■ YOUR OBJECTIVE
Return the entries below without any change, from their first line through the line containing "(1075, 248)", with both of those lines included.

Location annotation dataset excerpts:
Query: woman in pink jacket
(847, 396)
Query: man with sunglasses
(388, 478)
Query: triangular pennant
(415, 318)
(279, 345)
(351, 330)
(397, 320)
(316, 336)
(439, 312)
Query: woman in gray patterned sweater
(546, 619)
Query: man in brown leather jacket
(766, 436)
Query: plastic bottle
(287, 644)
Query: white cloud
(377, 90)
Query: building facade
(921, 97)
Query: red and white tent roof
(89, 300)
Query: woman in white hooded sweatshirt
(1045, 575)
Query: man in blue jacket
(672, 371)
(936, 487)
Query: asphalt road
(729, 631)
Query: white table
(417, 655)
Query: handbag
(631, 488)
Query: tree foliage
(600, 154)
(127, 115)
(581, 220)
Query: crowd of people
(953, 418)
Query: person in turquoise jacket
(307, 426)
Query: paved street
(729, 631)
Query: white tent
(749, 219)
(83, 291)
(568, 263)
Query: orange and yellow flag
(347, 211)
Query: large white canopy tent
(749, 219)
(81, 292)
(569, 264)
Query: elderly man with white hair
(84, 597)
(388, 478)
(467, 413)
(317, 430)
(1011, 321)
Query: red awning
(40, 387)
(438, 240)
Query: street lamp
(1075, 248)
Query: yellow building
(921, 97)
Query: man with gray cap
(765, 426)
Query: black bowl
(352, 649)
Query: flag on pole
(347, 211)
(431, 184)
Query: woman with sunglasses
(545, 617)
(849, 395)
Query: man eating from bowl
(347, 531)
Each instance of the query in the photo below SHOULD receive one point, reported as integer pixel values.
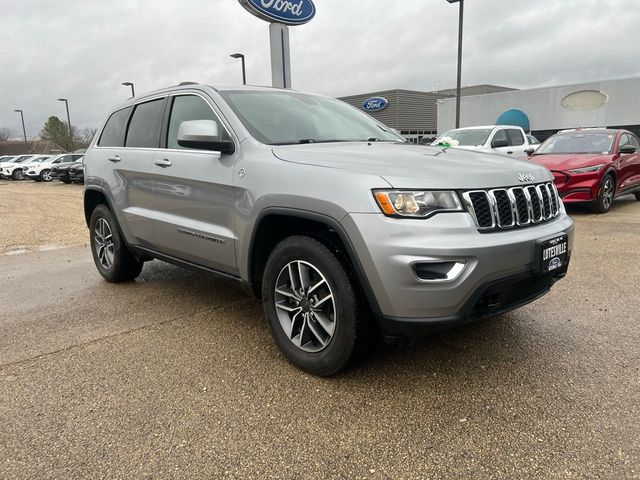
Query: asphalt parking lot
(176, 376)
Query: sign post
(280, 14)
(280, 62)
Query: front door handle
(164, 163)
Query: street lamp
(461, 14)
(24, 132)
(66, 102)
(129, 84)
(244, 74)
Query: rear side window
(515, 137)
(500, 135)
(144, 127)
(186, 108)
(113, 133)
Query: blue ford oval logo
(375, 104)
(290, 12)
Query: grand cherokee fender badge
(201, 236)
(526, 177)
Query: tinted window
(624, 140)
(465, 137)
(500, 135)
(113, 133)
(184, 109)
(515, 137)
(144, 127)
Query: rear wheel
(111, 256)
(605, 194)
(312, 306)
(45, 176)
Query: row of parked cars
(67, 167)
(589, 165)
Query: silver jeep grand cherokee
(336, 222)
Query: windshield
(282, 118)
(578, 142)
(475, 137)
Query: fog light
(438, 271)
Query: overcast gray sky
(83, 49)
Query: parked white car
(503, 139)
(41, 171)
(15, 168)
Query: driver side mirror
(626, 149)
(203, 135)
(499, 142)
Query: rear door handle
(164, 163)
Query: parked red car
(592, 165)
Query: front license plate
(554, 254)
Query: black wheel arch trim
(334, 225)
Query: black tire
(123, 265)
(606, 192)
(349, 322)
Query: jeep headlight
(594, 168)
(416, 204)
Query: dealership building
(609, 103)
(413, 113)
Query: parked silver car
(337, 223)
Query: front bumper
(577, 188)
(407, 304)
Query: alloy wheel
(104, 245)
(305, 306)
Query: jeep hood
(415, 166)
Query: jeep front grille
(504, 208)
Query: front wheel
(111, 256)
(605, 195)
(45, 176)
(311, 306)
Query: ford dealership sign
(375, 104)
(289, 12)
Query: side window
(624, 140)
(113, 133)
(500, 135)
(186, 108)
(144, 127)
(515, 137)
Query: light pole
(129, 84)
(244, 74)
(461, 14)
(24, 132)
(66, 102)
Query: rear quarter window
(113, 132)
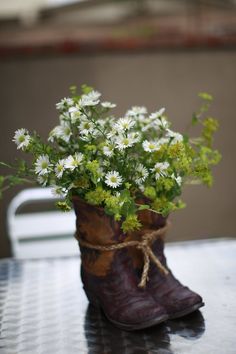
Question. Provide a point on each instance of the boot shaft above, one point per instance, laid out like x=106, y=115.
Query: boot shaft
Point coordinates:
x=96, y=228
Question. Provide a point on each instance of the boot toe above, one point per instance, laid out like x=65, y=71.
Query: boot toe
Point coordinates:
x=183, y=303
x=141, y=314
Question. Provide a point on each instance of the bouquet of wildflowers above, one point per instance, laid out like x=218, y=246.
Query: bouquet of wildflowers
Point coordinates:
x=122, y=164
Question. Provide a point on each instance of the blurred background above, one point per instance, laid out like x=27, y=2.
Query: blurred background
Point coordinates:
x=136, y=52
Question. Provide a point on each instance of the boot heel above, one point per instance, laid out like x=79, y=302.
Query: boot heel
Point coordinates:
x=93, y=300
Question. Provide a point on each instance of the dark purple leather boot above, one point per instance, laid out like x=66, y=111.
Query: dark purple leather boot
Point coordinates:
x=177, y=299
x=109, y=278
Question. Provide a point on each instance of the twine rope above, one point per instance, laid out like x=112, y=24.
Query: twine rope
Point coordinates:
x=144, y=245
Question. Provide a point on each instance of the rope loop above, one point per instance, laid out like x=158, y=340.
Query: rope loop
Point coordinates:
x=144, y=245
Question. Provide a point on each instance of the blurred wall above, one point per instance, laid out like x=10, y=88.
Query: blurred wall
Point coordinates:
x=30, y=87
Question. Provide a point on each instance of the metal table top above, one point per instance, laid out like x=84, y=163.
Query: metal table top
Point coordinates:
x=43, y=308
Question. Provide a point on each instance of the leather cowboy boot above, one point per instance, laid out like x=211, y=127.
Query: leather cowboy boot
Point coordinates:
x=109, y=279
x=177, y=299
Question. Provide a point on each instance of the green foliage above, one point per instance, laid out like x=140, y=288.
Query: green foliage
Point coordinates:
x=117, y=164
x=131, y=223
x=150, y=192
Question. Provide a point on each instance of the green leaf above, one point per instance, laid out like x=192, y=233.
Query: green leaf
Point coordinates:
x=86, y=89
x=5, y=164
x=195, y=119
x=73, y=90
x=205, y=96
x=143, y=207
x=2, y=179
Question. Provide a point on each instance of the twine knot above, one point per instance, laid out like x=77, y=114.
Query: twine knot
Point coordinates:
x=144, y=245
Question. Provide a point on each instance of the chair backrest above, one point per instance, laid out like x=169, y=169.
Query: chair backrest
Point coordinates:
x=40, y=234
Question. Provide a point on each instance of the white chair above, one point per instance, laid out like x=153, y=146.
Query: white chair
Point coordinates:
x=40, y=234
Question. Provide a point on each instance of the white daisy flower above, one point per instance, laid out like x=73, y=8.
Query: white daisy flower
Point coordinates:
x=124, y=124
x=113, y=179
x=42, y=180
x=108, y=105
x=150, y=146
x=91, y=99
x=54, y=133
x=136, y=111
x=60, y=167
x=176, y=137
x=135, y=136
x=86, y=126
x=72, y=162
x=160, y=169
x=42, y=165
x=108, y=150
x=178, y=179
x=21, y=138
x=123, y=142
x=111, y=134
x=64, y=103
x=75, y=114
x=157, y=114
x=64, y=132
x=58, y=191
x=142, y=174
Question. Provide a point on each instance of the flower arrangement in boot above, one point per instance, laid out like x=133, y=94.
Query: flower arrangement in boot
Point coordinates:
x=124, y=168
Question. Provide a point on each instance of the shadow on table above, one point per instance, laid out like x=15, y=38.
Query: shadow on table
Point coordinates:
x=103, y=337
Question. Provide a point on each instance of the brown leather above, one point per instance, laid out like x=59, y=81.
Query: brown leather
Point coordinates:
x=177, y=299
x=109, y=278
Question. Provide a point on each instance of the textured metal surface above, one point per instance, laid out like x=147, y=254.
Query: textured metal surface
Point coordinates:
x=44, y=310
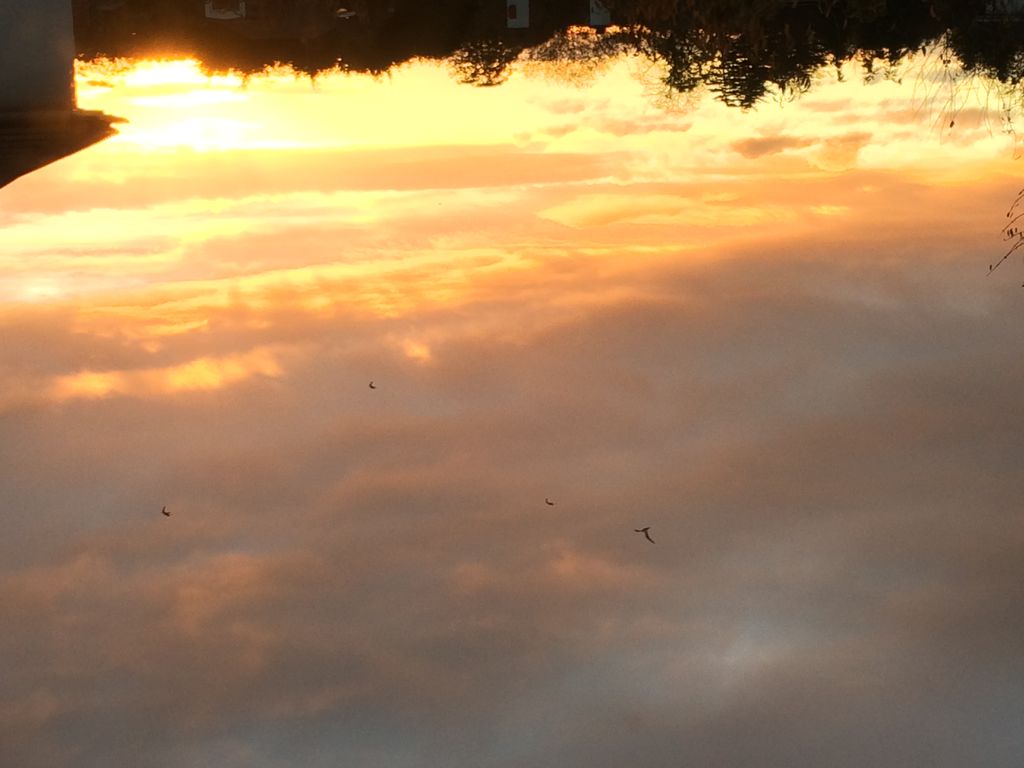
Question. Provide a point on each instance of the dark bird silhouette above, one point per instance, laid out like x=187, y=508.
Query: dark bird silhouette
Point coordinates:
x=646, y=531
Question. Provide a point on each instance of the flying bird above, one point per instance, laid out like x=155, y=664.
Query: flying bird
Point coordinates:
x=646, y=531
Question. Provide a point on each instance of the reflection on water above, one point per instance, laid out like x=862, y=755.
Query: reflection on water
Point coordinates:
x=767, y=334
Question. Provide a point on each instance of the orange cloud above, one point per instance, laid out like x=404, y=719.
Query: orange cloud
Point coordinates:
x=202, y=374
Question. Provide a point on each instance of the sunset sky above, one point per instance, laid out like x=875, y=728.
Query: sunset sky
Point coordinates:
x=771, y=336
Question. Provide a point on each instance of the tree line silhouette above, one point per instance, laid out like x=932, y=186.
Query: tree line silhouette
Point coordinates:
x=740, y=50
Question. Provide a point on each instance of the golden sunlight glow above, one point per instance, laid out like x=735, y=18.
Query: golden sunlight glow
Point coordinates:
x=198, y=375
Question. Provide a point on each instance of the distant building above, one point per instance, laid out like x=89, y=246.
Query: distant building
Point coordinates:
x=1004, y=9
x=303, y=19
x=39, y=120
x=517, y=14
x=225, y=9
x=600, y=16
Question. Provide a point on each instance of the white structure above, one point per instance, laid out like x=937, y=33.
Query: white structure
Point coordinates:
x=517, y=13
x=39, y=122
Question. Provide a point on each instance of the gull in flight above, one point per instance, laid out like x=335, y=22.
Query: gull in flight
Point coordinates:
x=646, y=531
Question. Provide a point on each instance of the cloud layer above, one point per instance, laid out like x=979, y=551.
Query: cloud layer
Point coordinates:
x=800, y=376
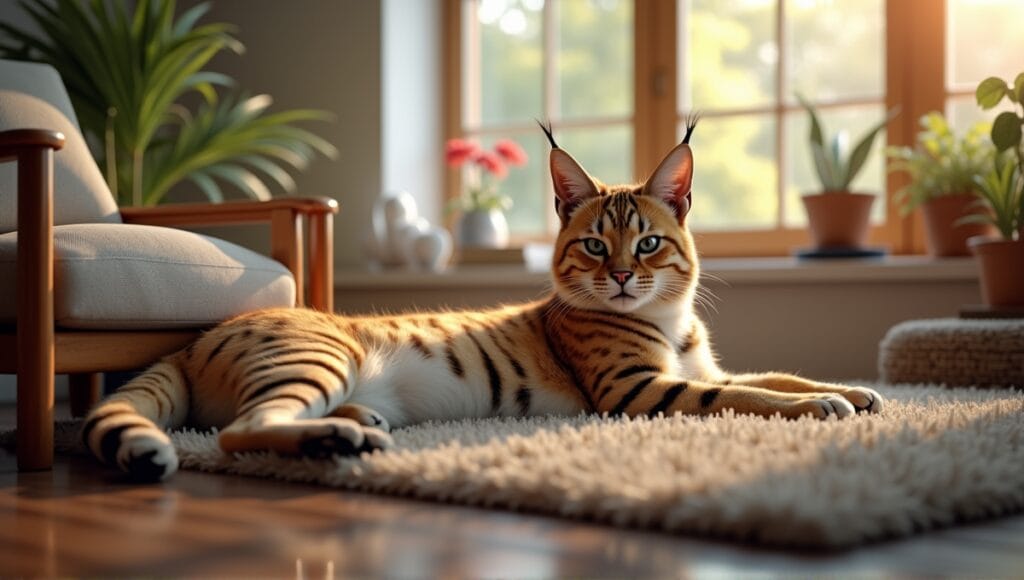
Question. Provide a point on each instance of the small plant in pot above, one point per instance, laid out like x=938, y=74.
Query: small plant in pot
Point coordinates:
x=1000, y=195
x=942, y=168
x=482, y=222
x=838, y=216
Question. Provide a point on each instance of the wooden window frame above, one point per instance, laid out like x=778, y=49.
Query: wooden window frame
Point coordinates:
x=915, y=67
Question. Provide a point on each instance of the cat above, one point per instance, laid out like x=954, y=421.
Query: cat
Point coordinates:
x=619, y=335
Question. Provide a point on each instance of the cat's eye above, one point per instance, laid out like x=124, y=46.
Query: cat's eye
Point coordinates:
x=649, y=244
x=595, y=246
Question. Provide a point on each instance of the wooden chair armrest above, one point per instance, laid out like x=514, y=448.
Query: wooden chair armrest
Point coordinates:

■ ANSWER TO THE PROBLEM
Query: woman in pink jacket
(847, 396)
Query: man with sunglasses
(388, 478)
Query: triangular pennant
(415, 318)
(279, 345)
(351, 330)
(397, 320)
(316, 336)
(439, 312)
Query: woman in gray patterned sweater
(546, 619)
Query: man in brown leather jacket
(766, 436)
Query: plastic bottle
(287, 644)
Query: white cloud
(377, 90)
Query: building facade
(921, 97)
Query: red and white tent roof
(89, 300)
Query: woman in white hooded sweatshirt
(1045, 575)
Query: man in blue jacket
(672, 371)
(936, 487)
Query: asphalt road
(729, 631)
Query: white table
(417, 655)
Query: handbag
(631, 488)
Query: tree foliage
(600, 154)
(127, 115)
(581, 220)
Query: crowd of people
(953, 418)
Query: person in turquoise jacket
(307, 426)
Query: paved street
(729, 631)
Query: white tent
(749, 219)
(83, 291)
(568, 263)
Query: orange and yellow flag
(347, 211)
Query: large white canopy tent
(749, 219)
(81, 292)
(569, 264)
Query: elderly man with white hair
(84, 597)
(388, 478)
(467, 413)
(317, 430)
(1011, 321)
Query: red awning
(40, 387)
(438, 240)
Query: street lamp
(1075, 248)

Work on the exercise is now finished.